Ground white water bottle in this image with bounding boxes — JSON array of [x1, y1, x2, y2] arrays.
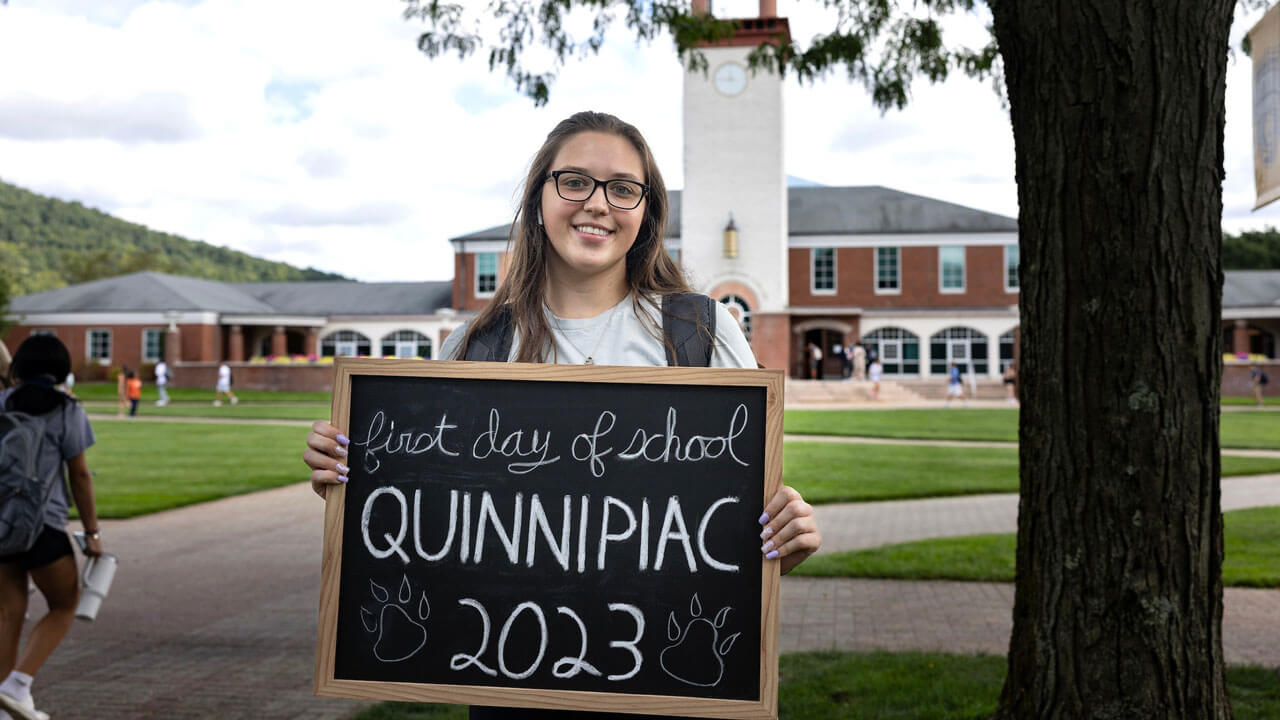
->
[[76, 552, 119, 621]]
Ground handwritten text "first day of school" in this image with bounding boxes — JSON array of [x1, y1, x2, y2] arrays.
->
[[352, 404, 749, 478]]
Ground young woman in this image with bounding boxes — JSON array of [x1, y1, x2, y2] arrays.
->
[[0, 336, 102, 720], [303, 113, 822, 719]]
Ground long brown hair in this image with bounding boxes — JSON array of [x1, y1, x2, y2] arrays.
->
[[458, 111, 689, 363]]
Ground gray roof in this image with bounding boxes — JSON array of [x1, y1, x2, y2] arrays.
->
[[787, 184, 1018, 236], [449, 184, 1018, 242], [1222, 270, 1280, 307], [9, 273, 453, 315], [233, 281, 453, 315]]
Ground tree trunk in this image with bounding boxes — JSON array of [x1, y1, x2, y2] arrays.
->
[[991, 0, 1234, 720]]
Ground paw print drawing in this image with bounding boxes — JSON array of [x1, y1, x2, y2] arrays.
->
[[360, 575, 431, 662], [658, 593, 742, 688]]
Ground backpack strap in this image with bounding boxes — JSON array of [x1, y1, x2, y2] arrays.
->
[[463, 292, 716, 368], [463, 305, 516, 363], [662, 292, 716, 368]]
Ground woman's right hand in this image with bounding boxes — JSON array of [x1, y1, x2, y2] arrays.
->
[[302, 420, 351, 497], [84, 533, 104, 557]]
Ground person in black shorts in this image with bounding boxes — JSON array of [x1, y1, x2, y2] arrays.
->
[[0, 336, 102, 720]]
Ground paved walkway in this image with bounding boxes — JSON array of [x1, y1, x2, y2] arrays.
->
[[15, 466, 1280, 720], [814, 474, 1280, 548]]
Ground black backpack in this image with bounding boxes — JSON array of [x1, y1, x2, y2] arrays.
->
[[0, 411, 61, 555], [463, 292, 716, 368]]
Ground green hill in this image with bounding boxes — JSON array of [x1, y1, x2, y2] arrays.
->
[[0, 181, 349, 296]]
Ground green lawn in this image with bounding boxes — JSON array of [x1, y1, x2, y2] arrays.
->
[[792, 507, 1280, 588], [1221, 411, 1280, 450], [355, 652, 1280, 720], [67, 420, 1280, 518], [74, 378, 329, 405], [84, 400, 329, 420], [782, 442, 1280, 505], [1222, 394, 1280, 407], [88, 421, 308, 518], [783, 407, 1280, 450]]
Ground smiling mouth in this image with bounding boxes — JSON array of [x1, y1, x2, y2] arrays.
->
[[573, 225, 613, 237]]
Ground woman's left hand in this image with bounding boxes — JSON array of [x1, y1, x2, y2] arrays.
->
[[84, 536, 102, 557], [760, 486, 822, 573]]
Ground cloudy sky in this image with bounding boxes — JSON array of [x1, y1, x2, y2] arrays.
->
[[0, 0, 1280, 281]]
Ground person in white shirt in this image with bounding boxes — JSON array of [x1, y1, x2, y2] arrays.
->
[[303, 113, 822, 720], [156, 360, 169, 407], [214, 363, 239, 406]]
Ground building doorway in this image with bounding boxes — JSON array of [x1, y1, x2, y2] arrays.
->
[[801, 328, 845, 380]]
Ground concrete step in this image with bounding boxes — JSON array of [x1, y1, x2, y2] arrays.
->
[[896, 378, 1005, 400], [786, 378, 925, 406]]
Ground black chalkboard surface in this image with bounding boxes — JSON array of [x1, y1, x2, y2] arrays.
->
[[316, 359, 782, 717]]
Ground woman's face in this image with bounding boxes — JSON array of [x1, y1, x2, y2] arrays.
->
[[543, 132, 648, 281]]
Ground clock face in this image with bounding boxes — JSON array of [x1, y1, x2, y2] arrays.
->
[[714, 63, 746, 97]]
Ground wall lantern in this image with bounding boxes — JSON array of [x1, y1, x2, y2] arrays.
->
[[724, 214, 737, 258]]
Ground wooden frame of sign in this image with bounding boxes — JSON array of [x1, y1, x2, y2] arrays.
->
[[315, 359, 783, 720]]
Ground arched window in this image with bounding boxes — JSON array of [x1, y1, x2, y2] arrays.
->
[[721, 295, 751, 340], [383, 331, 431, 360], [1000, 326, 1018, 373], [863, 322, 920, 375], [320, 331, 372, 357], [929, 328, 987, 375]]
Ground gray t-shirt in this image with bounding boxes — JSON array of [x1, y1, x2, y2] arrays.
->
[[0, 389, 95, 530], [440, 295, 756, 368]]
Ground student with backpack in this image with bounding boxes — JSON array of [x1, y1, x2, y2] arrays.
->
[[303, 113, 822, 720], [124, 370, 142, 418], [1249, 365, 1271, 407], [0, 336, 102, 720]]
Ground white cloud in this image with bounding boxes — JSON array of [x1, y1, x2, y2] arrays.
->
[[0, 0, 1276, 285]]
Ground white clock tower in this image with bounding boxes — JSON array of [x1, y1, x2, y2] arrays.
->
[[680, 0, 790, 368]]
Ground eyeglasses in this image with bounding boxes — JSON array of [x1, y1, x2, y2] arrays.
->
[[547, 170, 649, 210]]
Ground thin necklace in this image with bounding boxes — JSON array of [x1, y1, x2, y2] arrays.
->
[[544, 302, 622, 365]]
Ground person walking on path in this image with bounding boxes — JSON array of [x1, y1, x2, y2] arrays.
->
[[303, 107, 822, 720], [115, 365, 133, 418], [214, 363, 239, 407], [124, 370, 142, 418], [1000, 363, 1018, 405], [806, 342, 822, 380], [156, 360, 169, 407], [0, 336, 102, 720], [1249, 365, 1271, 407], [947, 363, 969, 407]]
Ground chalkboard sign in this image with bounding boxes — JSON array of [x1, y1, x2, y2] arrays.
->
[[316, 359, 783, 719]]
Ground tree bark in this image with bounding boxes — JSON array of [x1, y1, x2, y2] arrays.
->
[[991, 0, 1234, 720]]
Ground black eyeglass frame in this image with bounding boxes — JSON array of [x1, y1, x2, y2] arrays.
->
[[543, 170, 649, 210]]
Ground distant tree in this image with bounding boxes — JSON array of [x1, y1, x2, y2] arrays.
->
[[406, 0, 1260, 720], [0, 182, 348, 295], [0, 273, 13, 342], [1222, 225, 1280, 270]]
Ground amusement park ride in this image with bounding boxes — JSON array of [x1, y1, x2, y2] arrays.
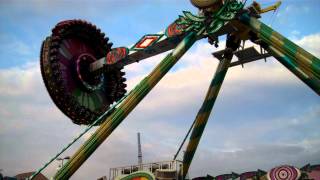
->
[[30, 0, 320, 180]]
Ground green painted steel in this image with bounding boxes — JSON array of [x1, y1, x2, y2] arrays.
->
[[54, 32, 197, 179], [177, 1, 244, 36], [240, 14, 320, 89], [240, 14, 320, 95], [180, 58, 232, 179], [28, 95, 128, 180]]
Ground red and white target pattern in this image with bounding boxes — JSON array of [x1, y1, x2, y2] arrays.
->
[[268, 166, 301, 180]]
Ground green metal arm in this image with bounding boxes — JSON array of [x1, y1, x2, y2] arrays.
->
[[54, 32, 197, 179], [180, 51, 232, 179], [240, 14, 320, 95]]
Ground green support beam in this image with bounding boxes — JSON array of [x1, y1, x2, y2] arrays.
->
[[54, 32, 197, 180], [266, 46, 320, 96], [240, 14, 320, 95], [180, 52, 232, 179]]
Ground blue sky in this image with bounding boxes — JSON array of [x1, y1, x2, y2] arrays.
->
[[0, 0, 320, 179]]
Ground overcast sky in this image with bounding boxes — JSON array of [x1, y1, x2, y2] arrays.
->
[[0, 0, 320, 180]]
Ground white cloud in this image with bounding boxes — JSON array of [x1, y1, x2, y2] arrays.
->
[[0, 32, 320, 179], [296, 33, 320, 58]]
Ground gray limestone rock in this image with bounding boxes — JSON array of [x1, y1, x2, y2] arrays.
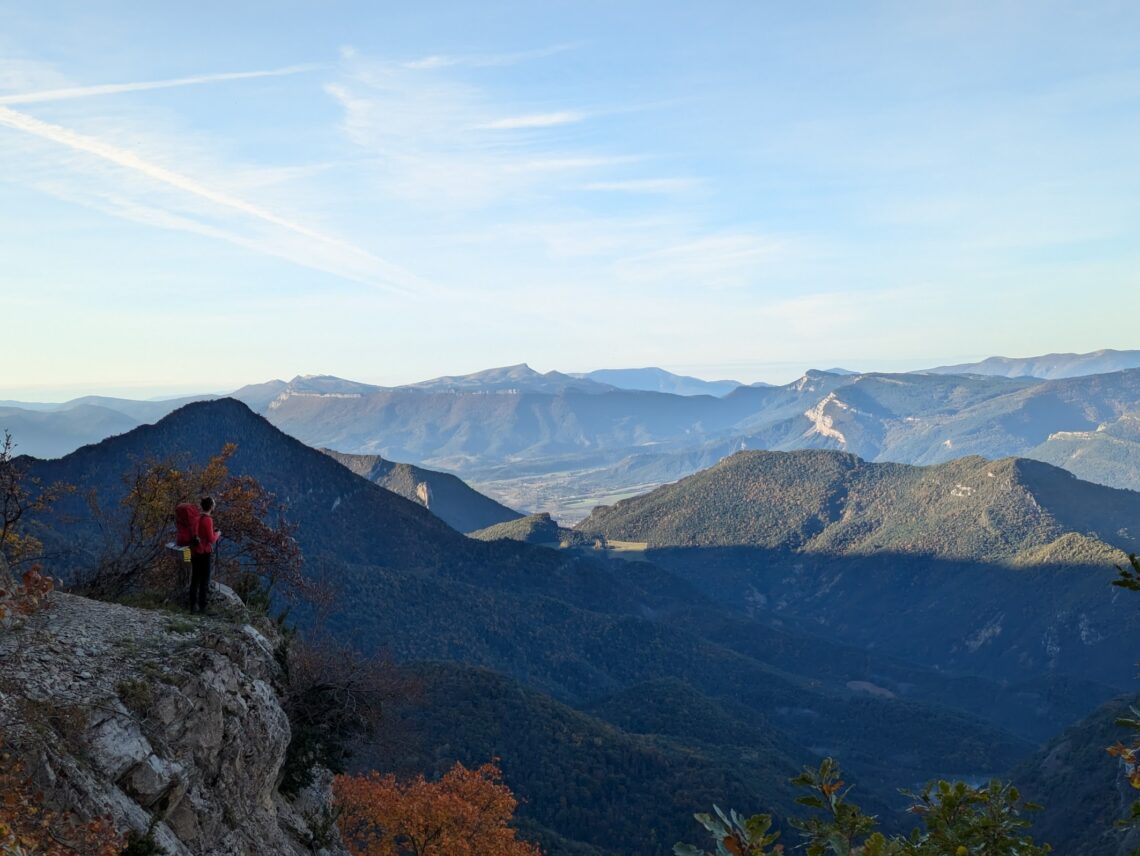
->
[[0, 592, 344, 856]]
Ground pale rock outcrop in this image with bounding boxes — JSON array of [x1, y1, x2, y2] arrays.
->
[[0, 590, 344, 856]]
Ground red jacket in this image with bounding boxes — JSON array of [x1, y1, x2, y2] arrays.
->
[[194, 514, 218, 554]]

#####

WHAT NEEDS TO BE DONE: How many lines in the listing above contain the string "backpack", matching case exactly? Reply with the number alone.

TASK ANSWER: 3